◆ **Dataset entries**:
☆ ☆ ☆ ☆ ☆ ☆ ☆

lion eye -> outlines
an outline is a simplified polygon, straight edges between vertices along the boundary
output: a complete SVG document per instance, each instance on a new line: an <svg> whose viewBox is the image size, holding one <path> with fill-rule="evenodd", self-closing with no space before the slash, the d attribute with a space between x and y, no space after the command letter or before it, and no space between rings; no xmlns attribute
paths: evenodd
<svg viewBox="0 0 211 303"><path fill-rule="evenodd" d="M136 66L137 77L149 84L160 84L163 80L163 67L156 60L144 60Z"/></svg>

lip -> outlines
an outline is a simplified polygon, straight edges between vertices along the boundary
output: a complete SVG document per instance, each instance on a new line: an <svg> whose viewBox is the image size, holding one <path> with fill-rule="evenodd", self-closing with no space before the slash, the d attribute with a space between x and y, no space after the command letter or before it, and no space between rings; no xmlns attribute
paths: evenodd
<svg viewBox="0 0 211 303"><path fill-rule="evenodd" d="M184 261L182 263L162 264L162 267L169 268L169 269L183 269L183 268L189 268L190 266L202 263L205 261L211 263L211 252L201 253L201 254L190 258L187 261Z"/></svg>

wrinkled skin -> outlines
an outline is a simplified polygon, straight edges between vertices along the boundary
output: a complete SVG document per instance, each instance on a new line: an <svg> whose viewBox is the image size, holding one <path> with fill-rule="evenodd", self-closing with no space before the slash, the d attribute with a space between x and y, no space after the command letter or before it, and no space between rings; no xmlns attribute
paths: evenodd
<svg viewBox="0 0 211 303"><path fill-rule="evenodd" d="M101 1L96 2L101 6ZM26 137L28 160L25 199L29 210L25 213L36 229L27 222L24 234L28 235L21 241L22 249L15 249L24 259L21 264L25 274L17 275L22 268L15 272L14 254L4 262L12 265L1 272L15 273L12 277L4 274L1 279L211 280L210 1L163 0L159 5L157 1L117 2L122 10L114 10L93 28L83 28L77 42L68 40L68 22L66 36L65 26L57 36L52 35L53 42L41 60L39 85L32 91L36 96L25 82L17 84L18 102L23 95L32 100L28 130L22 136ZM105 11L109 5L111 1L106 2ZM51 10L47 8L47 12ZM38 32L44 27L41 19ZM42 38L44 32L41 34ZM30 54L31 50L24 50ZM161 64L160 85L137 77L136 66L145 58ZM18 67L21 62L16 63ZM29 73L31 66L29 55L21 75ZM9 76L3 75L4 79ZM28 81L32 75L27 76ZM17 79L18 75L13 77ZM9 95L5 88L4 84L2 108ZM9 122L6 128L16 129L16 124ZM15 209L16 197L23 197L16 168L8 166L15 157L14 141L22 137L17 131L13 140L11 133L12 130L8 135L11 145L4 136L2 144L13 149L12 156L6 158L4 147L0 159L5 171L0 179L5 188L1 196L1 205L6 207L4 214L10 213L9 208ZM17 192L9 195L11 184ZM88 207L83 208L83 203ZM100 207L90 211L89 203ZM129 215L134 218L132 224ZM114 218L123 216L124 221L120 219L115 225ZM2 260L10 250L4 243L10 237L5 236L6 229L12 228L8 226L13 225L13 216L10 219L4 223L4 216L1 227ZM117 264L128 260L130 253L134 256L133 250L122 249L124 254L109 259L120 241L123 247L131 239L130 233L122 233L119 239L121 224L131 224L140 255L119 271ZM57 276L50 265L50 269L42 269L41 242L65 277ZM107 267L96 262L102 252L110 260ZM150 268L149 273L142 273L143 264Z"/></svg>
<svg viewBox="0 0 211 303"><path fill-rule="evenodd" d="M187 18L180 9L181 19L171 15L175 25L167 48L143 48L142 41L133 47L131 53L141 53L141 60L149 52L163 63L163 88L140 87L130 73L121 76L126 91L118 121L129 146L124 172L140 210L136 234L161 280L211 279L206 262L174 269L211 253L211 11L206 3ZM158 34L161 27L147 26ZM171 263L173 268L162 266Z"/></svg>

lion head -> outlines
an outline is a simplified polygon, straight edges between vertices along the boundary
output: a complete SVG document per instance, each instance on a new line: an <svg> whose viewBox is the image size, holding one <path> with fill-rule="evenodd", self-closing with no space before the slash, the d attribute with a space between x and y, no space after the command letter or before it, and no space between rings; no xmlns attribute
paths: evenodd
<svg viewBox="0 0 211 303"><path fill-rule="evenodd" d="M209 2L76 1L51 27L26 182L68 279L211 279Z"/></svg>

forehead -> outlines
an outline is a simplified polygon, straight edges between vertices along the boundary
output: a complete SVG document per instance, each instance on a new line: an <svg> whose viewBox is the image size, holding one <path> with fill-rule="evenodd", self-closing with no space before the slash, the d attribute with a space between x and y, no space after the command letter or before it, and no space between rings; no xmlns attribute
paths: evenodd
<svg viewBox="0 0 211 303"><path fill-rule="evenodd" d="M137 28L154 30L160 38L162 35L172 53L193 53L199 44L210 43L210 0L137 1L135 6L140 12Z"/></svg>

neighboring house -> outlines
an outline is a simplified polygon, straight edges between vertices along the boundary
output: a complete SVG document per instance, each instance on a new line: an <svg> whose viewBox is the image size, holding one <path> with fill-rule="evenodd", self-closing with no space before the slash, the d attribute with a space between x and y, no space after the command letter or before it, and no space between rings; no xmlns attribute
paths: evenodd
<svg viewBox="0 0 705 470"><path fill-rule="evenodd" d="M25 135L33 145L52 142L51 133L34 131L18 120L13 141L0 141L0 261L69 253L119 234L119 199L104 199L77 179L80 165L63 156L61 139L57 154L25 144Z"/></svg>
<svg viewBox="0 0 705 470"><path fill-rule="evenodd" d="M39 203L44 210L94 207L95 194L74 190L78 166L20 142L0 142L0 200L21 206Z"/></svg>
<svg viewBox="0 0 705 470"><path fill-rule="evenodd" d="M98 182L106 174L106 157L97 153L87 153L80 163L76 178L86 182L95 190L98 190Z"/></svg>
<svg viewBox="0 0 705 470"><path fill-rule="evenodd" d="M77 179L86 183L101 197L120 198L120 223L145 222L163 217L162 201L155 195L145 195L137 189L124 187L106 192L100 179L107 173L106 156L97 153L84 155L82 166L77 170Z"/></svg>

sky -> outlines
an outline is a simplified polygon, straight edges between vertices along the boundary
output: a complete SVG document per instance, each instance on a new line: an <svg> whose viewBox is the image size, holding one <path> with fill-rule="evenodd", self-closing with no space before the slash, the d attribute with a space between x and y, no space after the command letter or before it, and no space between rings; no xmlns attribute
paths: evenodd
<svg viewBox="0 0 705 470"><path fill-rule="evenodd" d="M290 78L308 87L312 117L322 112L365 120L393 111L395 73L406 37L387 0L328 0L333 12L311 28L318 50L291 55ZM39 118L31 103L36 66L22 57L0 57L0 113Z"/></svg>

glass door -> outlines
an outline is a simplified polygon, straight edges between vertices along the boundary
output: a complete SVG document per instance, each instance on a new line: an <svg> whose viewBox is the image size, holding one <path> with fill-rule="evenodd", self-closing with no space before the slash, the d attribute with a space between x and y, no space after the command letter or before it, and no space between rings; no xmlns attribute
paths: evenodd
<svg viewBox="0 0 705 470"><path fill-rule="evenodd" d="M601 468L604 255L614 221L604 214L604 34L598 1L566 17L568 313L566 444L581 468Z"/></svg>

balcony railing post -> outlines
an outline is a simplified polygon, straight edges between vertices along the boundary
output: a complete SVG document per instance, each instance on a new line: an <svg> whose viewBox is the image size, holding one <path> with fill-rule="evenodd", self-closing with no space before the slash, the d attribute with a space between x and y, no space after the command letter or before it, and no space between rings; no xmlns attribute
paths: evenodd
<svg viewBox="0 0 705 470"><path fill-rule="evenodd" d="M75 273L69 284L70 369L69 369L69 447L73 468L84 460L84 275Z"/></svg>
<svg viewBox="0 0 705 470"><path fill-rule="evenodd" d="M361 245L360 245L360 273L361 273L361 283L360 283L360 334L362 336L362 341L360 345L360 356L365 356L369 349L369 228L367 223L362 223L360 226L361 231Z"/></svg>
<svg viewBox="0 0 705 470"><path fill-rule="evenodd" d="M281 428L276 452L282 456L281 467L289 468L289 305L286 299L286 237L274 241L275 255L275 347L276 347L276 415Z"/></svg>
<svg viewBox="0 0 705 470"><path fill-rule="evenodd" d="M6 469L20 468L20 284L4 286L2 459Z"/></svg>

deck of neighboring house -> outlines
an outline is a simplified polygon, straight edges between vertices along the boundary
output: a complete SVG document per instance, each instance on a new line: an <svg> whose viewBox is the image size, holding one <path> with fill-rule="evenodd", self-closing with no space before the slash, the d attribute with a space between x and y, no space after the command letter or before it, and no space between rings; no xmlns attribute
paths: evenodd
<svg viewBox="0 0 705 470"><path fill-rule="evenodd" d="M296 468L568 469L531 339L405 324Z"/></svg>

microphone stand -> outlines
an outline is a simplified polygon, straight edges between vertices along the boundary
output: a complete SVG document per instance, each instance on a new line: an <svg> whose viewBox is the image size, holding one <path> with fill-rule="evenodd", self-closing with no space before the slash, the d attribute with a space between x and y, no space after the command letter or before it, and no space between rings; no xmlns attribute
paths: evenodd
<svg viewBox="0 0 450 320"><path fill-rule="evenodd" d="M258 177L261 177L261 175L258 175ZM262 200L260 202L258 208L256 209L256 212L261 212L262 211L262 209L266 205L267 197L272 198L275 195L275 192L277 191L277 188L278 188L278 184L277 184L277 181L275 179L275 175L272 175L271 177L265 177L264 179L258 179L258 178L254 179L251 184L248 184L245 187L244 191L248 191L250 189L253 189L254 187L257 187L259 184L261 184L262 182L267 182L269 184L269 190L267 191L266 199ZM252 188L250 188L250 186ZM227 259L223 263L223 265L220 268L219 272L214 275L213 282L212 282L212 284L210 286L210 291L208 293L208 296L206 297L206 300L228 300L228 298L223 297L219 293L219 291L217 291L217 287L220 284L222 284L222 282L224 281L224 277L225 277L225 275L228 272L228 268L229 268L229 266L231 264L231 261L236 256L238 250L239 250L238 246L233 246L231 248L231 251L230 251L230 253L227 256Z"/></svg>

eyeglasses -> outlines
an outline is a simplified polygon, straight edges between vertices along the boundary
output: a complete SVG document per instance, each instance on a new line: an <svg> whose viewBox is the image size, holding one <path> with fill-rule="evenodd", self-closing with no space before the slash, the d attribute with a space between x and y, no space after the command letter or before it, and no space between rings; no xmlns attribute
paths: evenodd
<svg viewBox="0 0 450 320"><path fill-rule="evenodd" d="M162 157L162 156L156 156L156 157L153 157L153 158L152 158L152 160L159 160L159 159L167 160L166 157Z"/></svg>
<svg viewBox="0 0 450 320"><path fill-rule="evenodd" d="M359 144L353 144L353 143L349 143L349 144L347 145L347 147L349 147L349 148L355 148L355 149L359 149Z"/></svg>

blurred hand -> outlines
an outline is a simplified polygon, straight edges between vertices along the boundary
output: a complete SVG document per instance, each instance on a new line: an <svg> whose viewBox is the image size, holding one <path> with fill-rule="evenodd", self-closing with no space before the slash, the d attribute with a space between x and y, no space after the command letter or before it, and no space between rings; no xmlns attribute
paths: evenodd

☆ ☆ ☆ ☆ ☆ ☆ ☆

◆ **Prompt**: Copy out the lines of the records from the one containing "balcony railing post -> outlines" through the one containing "469L20 468L20 284L4", both of those lines included, and give only those lines.

◆ **The output**:
balcony railing post -> outlines
an outline is a simplified polygon, straight edges between vertices along the boundary
output: a complete SVG document per instance, each instance on a new line: an <svg> whose viewBox is the image size, holding one <path> with fill-rule="evenodd", self-closing with no space before the slash, the d attribute with a space between x and y, no space after the command letter or before it, and no space between rings; no xmlns attribute
paths: evenodd
<svg viewBox="0 0 705 470"><path fill-rule="evenodd" d="M75 273L69 284L70 369L69 369L69 447L73 468L84 460L84 275Z"/></svg>
<svg viewBox="0 0 705 470"><path fill-rule="evenodd" d="M361 245L360 245L360 273L361 273L361 283L360 283L360 334L362 336L362 341L360 345L360 356L365 356L369 349L369 228L367 223L362 223L360 226L361 231Z"/></svg>
<svg viewBox="0 0 705 470"><path fill-rule="evenodd" d="M281 428L276 452L282 456L281 467L289 468L289 305L286 299L286 237L274 241L275 255L275 347L276 347L276 415Z"/></svg>
<svg viewBox="0 0 705 470"><path fill-rule="evenodd" d="M6 469L20 468L20 284L4 286L2 459Z"/></svg>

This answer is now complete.